**What this task involves**
Give the data again in its entirety, exactly as provided.

------

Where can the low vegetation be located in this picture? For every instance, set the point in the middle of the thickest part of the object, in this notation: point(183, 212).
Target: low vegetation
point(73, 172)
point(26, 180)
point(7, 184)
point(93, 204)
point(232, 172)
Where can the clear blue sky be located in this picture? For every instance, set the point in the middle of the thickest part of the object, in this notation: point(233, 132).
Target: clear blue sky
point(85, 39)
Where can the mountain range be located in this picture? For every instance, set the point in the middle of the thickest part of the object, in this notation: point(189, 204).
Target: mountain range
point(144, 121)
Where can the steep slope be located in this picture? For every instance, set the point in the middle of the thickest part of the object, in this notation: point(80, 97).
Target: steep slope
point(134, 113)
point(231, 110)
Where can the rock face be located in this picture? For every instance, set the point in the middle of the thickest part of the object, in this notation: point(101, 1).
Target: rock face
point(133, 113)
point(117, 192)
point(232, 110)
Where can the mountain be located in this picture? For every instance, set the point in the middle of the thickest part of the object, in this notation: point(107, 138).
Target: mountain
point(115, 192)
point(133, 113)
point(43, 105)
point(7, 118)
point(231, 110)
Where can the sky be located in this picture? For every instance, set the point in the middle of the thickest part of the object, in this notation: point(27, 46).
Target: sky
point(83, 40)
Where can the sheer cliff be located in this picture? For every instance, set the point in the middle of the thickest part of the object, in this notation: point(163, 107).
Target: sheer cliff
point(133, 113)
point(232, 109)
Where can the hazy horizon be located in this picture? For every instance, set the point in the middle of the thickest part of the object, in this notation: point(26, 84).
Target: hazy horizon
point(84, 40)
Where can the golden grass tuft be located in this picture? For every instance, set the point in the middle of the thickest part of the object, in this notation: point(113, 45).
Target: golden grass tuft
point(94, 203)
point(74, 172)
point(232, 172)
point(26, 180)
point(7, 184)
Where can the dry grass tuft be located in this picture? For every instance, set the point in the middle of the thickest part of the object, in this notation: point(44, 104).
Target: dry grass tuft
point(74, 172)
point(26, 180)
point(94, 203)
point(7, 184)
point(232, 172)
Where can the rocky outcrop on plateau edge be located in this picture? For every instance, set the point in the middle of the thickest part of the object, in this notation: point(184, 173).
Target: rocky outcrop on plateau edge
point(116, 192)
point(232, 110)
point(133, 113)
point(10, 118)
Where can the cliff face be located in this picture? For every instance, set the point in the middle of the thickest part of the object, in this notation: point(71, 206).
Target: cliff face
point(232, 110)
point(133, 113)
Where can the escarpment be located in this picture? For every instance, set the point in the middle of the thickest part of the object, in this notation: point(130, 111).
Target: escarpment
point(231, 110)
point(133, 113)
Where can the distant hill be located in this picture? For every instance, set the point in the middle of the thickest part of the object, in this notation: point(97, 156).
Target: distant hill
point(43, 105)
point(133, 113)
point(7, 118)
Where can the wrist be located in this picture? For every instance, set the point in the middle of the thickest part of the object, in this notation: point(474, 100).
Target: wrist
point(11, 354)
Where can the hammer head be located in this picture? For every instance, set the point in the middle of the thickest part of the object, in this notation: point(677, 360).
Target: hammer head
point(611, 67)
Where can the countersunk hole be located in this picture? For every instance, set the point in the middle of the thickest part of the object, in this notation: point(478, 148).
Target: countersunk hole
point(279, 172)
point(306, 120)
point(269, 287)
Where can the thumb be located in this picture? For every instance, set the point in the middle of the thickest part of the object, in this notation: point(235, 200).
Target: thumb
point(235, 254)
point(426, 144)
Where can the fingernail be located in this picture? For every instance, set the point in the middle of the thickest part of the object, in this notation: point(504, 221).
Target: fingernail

------

**Exercise result**
Where can the low vegetation be located in this picture? For every instance, set the point in the middle of the thickest part of the object, in this notation: point(183, 212).
Target: low vegetation
point(73, 172)
point(26, 180)
point(7, 184)
point(93, 204)
point(232, 172)
Where can the clear blue sky be located in this picture? For every instance, set the point in the middle of the thickest part of the object, in this notation: point(233, 132).
Target: clear blue sky
point(85, 39)
Where can the mountain range be located in this picture? For every instance, set the point in the middle of the thickest part of the object, in this notation: point(189, 204).
Target: mountain range
point(144, 121)
Where can the steep slope be located in this picture? For every instance, set the point in the middle of the thickest part of the object, in this notation: point(80, 97).
Target: steep slope
point(134, 113)
point(231, 110)
Where can the rock face be located in this picture? For every instance, set the point in the middle of the thickest part of the object, in this notation: point(101, 1).
Target: rock face
point(133, 113)
point(117, 192)
point(232, 110)
Where can the mountain be located in this picture? For every instance, set the point in the middle of the thickest part of the object, in this notation: point(107, 138).
Target: mountain
point(115, 192)
point(133, 113)
point(43, 105)
point(7, 118)
point(231, 110)
Where can the sky be located in this picture? For every instance, set the point in the middle of the thickest part of the object, in this notation: point(27, 46).
Target: sky
point(83, 40)
Where can the sheer cliff be located in this picture? For every instance, set the point in the middle of the thickest part of the object, in this notation: point(163, 107).
Target: sheer cliff
point(133, 113)
point(232, 109)
Where can the hazy horizon be located in this picture? For every instance, set the point in the middle of the thickest part of the object, in this notation: point(26, 84).
Target: hazy horizon
point(84, 40)
Where can the golden grass tuft be located in this picture? For every instance, set the point in the middle of the thickest part of the object, in this notation: point(113, 45).
Target: golden grass tuft
point(94, 203)
point(74, 172)
point(232, 172)
point(26, 180)
point(7, 184)
Where can the dry grass tuft be located in this picture? For every instance, set the point in the middle of the thickest part of the object, in this notation: point(44, 104).
Target: dry grass tuft
point(74, 172)
point(26, 180)
point(94, 203)
point(7, 184)
point(232, 172)
Where can the rocky outcrop on plateau edge be located in this picture? For every instance, set the point in the middle of the thickest part of the object, in this notation: point(184, 173).
Target: rocky outcrop on plateau edge
point(116, 192)
point(232, 110)
point(133, 113)
point(10, 118)
Where can the cliff face be located in this picture? For every instance, set the point in the middle of the thickest part of the object, in this notation: point(71, 206).
Target: cliff face
point(232, 110)
point(133, 113)
Where can the escarpment be located in this picture? For every instance, set the point in the middle of the thickest part of the object, in this notation: point(130, 111).
Target: escarpment
point(231, 110)
point(133, 113)
Where can the distant hill be located in this picture? For every instance, set the point in the middle of the thickest part of the object, in this notation: point(97, 156).
Target: distant hill
point(43, 105)
point(133, 113)
point(7, 118)
Where can the wrist be located in this picture? For every instance, set the point in the middle of the thickest part of the object, in this notation: point(474, 100).
Target: wrist
point(11, 354)
Where can the hammer head be located in this picture? For every instance, set the point in the middle of the thickest part of the object, in this notation: point(677, 360).
Target: hammer head
point(611, 67)
Where can the countersunk hole be located in this picture? For every instance, set the point in the middle of the thickest part of the object, in this notation: point(478, 148).
Target: countersunk hole
point(279, 172)
point(306, 120)
point(269, 287)
Where can the thumb be located in this picture? For every instance, set the point in the middle of the thickest part of the object, in this notation: point(235, 200).
Target: thumb
point(235, 254)
point(426, 144)
Where can the fingernail be located in this picture? For every instance, set the point in the middle of the thickest part of the object, in this notation: point(504, 221).
Target: fingernail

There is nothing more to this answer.